Prompt
Copy the lines from the one containing "of the forested" up to and including the last line, requests and all, and shift every coordinate in the answers by -129.

Some records
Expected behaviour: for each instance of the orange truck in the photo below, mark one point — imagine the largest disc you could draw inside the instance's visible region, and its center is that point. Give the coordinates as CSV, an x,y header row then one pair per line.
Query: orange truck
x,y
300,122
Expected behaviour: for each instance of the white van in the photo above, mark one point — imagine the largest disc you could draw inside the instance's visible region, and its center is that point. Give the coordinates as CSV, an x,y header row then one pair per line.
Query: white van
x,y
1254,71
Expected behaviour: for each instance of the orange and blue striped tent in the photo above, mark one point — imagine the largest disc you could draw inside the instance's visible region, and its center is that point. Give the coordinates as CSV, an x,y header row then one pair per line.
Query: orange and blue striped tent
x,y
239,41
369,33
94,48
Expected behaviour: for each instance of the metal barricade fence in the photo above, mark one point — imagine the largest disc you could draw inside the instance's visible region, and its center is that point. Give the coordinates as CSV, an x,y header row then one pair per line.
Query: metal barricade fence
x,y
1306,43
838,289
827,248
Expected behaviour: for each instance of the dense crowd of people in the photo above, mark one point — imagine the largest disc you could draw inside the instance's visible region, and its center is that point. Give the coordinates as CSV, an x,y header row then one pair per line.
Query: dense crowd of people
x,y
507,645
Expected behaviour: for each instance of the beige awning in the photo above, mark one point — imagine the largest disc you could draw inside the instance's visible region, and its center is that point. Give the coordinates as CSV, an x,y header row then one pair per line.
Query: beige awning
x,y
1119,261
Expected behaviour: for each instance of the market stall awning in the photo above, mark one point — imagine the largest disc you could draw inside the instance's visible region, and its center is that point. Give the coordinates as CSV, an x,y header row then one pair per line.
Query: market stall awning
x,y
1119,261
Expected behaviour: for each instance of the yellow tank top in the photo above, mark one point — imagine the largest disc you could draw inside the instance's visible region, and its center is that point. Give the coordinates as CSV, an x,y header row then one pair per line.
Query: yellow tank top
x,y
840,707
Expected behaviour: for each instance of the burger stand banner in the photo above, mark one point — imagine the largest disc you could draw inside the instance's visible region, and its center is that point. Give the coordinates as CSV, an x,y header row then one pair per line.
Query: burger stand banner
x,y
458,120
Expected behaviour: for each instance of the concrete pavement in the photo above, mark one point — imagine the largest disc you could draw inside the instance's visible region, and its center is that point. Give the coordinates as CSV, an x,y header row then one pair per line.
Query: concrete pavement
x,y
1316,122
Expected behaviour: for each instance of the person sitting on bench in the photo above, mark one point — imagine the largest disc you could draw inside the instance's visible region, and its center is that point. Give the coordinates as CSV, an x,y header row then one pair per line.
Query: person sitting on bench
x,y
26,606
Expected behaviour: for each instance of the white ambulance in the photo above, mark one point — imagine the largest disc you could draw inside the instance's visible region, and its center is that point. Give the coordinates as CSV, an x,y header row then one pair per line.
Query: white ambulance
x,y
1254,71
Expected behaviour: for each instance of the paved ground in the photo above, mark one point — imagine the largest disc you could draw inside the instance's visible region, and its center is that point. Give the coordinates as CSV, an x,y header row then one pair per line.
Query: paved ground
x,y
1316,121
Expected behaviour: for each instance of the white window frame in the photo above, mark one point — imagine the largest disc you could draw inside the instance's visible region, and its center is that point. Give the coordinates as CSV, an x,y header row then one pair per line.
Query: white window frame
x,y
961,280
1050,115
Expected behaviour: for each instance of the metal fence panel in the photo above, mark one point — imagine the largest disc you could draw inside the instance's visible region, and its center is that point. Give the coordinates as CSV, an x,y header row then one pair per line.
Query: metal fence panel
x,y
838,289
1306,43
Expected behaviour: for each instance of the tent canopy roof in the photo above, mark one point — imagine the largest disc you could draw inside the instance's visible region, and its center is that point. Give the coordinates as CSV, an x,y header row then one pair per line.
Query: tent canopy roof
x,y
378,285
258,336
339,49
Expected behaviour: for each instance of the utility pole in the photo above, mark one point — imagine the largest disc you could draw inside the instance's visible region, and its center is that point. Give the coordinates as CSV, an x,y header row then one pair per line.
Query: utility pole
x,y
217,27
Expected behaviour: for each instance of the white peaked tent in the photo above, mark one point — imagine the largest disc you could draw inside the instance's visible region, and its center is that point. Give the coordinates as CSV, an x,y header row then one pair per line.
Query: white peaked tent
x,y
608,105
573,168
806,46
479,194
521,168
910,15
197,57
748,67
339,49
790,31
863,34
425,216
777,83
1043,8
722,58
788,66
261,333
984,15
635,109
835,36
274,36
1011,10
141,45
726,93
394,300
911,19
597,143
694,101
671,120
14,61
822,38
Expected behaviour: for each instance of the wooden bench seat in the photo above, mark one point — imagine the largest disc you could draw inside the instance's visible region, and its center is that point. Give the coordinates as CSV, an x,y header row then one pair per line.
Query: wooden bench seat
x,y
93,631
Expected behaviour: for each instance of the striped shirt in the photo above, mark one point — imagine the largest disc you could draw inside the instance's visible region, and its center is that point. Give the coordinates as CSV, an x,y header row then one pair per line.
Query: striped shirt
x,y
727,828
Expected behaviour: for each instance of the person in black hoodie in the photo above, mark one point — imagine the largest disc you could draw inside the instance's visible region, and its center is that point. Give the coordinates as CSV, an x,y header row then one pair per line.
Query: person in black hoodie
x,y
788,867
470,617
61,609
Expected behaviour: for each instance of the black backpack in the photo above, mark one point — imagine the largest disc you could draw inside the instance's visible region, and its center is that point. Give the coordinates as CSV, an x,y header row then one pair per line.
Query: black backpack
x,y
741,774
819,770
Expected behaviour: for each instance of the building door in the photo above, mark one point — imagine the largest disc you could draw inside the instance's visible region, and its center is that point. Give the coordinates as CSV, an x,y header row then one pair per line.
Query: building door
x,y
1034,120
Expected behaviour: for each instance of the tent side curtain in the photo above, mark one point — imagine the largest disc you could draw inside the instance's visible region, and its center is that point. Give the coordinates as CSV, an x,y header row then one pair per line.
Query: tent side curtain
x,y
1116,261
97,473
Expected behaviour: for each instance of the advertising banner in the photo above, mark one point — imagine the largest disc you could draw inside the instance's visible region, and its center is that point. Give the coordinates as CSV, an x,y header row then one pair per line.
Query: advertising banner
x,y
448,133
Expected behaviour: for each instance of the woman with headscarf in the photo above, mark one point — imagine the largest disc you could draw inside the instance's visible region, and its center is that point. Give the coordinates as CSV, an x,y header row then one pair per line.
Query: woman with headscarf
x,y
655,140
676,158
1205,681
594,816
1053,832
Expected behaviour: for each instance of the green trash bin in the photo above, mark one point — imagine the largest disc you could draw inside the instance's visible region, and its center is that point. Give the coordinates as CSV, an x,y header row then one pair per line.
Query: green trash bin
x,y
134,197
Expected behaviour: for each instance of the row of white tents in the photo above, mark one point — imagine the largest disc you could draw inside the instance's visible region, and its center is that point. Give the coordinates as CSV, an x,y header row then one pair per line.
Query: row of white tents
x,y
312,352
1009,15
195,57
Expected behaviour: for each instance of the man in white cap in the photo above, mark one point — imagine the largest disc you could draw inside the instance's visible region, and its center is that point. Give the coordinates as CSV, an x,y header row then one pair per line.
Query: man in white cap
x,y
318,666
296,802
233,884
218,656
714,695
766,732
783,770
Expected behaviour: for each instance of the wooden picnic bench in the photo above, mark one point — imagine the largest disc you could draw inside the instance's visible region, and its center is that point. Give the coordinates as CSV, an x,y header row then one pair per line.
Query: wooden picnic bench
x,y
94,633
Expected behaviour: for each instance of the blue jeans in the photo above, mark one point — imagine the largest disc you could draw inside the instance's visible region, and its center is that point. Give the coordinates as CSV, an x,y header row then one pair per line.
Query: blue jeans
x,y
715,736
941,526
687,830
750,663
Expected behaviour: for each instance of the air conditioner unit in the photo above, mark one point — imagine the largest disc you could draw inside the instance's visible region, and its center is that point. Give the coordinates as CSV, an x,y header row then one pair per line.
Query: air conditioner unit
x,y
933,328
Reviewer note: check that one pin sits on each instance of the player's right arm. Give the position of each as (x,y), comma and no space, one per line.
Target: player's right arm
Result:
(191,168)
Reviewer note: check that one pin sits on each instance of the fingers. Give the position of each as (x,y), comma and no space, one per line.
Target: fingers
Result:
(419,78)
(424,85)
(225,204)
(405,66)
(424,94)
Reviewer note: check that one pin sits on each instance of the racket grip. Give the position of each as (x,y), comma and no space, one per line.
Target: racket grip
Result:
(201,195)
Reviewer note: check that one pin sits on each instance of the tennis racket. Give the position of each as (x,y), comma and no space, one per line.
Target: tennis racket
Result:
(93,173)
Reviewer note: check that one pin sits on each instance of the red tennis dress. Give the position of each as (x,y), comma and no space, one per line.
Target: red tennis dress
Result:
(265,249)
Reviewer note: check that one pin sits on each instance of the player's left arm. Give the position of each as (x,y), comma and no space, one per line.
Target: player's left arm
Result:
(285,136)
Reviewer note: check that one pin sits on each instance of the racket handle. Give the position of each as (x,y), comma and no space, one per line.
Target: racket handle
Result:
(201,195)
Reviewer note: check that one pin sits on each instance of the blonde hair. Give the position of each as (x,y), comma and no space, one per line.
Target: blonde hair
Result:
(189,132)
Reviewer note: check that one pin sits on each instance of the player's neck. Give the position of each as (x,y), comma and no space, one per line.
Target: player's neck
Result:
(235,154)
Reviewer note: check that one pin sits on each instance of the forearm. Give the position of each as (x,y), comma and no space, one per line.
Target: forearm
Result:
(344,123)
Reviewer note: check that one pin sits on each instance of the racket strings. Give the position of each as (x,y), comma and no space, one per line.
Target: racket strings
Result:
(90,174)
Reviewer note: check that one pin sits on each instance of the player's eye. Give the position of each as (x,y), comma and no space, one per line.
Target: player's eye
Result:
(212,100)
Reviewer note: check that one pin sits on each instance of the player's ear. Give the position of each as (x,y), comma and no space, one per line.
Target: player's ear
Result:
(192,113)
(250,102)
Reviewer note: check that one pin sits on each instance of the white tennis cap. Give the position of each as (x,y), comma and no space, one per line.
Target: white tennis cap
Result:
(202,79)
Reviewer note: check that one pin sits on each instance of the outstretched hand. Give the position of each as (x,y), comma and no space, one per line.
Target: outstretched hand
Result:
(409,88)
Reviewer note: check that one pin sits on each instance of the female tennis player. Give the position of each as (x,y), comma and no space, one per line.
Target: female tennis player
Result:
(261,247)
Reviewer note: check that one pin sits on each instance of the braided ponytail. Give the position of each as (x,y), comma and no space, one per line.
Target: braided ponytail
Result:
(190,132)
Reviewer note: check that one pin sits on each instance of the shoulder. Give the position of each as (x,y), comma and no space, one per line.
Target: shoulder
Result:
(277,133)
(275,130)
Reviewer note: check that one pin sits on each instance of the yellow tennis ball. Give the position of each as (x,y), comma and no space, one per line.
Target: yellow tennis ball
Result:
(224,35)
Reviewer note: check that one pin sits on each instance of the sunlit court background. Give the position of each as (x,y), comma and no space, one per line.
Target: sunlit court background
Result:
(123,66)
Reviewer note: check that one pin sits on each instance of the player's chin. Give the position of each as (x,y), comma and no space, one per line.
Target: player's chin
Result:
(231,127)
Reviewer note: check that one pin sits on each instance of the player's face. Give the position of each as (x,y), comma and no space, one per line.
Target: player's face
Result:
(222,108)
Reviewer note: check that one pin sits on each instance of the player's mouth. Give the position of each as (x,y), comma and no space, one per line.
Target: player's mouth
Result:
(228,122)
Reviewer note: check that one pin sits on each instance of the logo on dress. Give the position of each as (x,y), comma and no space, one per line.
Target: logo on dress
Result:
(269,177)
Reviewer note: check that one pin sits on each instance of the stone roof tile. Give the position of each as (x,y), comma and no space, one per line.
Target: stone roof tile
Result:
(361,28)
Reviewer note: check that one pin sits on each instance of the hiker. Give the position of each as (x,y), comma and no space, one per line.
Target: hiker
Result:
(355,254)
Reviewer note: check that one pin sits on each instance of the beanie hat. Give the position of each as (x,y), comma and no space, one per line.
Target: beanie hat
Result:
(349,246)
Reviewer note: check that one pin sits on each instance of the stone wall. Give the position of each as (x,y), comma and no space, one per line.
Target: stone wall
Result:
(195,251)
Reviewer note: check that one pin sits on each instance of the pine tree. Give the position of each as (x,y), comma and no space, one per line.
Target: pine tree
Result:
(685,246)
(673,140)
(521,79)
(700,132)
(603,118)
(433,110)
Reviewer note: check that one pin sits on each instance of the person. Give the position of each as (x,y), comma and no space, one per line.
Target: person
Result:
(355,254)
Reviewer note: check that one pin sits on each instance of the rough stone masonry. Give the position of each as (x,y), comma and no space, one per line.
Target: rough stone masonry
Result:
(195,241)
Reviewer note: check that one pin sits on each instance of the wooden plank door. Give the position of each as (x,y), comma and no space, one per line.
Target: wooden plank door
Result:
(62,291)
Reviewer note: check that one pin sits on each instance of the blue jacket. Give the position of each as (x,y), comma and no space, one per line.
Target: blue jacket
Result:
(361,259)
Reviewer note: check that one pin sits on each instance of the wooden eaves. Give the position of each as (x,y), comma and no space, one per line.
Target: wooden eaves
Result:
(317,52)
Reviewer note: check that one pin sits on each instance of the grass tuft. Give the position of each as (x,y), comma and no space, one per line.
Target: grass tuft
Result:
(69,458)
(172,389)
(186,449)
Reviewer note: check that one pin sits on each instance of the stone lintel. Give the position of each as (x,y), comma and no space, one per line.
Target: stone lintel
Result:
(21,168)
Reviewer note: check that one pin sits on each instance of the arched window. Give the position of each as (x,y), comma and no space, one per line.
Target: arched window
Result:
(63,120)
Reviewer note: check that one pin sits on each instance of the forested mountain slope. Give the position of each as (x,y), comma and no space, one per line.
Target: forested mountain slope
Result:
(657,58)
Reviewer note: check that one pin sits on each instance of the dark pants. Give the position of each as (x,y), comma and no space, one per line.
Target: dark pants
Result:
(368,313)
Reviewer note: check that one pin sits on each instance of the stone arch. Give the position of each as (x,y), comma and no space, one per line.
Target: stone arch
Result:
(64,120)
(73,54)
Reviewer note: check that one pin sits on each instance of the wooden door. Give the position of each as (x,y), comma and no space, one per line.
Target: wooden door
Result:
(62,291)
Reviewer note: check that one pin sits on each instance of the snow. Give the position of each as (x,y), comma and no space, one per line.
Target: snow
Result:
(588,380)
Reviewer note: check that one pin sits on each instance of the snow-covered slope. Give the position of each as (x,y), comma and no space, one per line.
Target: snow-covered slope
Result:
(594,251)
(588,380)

Solution for this exercise
Reviewer note: check that one pin sits on each instance of the forested mountain slope. Give the position of each as (x,y), comma and no space, one per line.
Target: forested mountain slope
Result:
(528,-71)
Reviewer note: check that one pin sits on each instance of the dark pants. Give the position of each as (x,y), comma and no space, one per line.
Target: dark pants
Result:
(239,184)
Reviewer note: check that one pin sits on each instance of the stone arch. Give the position of each as (x,y), comma and no space, one per line.
Target: stone arch
Result:
(-65,-9)
(-56,-75)
Reviewer note: check that one pin sits on each instance of the wooden door. Give the position of each as (x,y), comma and no space, one per line.
Target: wooden door
Result:
(-67,162)
Reviewer note: check that one pin sits on each instance of the snow. Give the position of each as (x,y), comma and no space, one per line.
Target: snow
Result:
(459,251)
Reviewer note: check that one pin sits on each instance of the snow-covered slope. Give the position of each as (x,y), comma and no space, one per line.
Target: snow-covered slope
Result:
(465,122)
(459,251)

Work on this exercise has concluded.